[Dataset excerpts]
+ + + +
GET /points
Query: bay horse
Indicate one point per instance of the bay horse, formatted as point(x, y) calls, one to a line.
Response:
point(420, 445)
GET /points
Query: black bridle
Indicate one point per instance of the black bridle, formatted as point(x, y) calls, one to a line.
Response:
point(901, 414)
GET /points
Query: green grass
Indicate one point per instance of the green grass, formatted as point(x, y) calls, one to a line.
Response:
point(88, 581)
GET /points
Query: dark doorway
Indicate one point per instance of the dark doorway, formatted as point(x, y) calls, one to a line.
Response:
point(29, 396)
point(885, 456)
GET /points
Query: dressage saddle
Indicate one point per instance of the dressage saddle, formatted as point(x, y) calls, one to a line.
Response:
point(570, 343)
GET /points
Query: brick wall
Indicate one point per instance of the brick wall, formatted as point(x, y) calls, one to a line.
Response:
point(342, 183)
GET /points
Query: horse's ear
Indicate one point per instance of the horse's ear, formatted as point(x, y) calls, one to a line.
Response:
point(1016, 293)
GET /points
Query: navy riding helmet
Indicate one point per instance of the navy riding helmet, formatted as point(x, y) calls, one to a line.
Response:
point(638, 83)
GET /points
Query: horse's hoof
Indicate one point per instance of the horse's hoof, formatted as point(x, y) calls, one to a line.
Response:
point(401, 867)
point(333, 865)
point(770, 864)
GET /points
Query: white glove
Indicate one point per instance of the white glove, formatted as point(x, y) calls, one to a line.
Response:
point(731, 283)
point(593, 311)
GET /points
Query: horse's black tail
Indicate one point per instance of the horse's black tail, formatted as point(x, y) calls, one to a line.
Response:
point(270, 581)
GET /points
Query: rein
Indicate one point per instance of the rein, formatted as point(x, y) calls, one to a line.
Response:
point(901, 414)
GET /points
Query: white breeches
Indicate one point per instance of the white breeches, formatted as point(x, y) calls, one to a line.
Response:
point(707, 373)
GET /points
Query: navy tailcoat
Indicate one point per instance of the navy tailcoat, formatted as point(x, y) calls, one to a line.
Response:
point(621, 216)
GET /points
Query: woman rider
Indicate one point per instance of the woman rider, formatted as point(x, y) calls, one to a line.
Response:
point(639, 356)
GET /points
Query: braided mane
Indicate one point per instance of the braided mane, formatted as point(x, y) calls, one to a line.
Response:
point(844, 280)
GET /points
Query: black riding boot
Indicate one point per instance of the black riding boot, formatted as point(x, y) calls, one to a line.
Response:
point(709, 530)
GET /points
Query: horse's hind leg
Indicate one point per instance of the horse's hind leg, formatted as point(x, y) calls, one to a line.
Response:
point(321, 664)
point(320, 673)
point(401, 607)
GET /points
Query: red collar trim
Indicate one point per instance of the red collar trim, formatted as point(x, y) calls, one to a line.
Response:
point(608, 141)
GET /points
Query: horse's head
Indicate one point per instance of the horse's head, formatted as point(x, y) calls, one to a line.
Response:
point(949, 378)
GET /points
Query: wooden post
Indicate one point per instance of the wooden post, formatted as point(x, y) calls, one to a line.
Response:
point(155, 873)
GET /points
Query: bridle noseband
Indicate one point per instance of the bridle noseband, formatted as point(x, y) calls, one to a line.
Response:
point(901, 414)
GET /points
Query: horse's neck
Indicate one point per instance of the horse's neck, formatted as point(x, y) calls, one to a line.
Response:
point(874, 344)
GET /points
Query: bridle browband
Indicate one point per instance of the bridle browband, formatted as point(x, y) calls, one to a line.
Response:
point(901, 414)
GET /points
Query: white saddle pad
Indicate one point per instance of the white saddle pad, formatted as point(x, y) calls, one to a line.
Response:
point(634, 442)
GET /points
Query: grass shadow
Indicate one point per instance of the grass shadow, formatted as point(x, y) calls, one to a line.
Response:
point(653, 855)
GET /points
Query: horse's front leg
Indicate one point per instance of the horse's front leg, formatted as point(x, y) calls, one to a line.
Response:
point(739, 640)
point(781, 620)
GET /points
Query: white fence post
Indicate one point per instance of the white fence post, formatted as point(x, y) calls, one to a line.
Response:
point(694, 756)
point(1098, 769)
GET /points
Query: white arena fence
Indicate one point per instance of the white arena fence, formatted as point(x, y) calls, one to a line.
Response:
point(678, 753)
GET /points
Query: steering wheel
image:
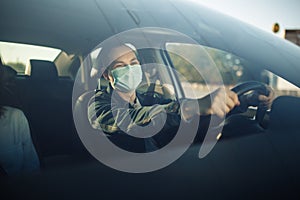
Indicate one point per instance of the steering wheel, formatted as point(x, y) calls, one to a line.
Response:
point(261, 88)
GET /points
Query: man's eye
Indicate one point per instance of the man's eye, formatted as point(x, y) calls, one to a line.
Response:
point(134, 63)
point(117, 66)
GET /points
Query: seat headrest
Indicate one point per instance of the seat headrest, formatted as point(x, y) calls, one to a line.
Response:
point(42, 70)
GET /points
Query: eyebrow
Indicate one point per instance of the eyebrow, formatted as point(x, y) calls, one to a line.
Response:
point(121, 62)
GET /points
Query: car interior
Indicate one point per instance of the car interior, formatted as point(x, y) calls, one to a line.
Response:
point(257, 154)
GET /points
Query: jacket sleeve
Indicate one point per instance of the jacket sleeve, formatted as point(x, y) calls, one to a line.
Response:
point(111, 118)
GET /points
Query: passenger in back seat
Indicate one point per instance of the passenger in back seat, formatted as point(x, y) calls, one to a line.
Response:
point(17, 152)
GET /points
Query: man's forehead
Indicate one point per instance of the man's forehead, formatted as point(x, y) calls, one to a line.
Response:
point(120, 51)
+ + + +
__Aim of the task__
Copy every line from the records that holds the string "hoof".

__Answer to this problem__
Query: horse's hoof
Indicate one point per instance of the horse's hoof, formatted as point(x, y) calls, one to a line.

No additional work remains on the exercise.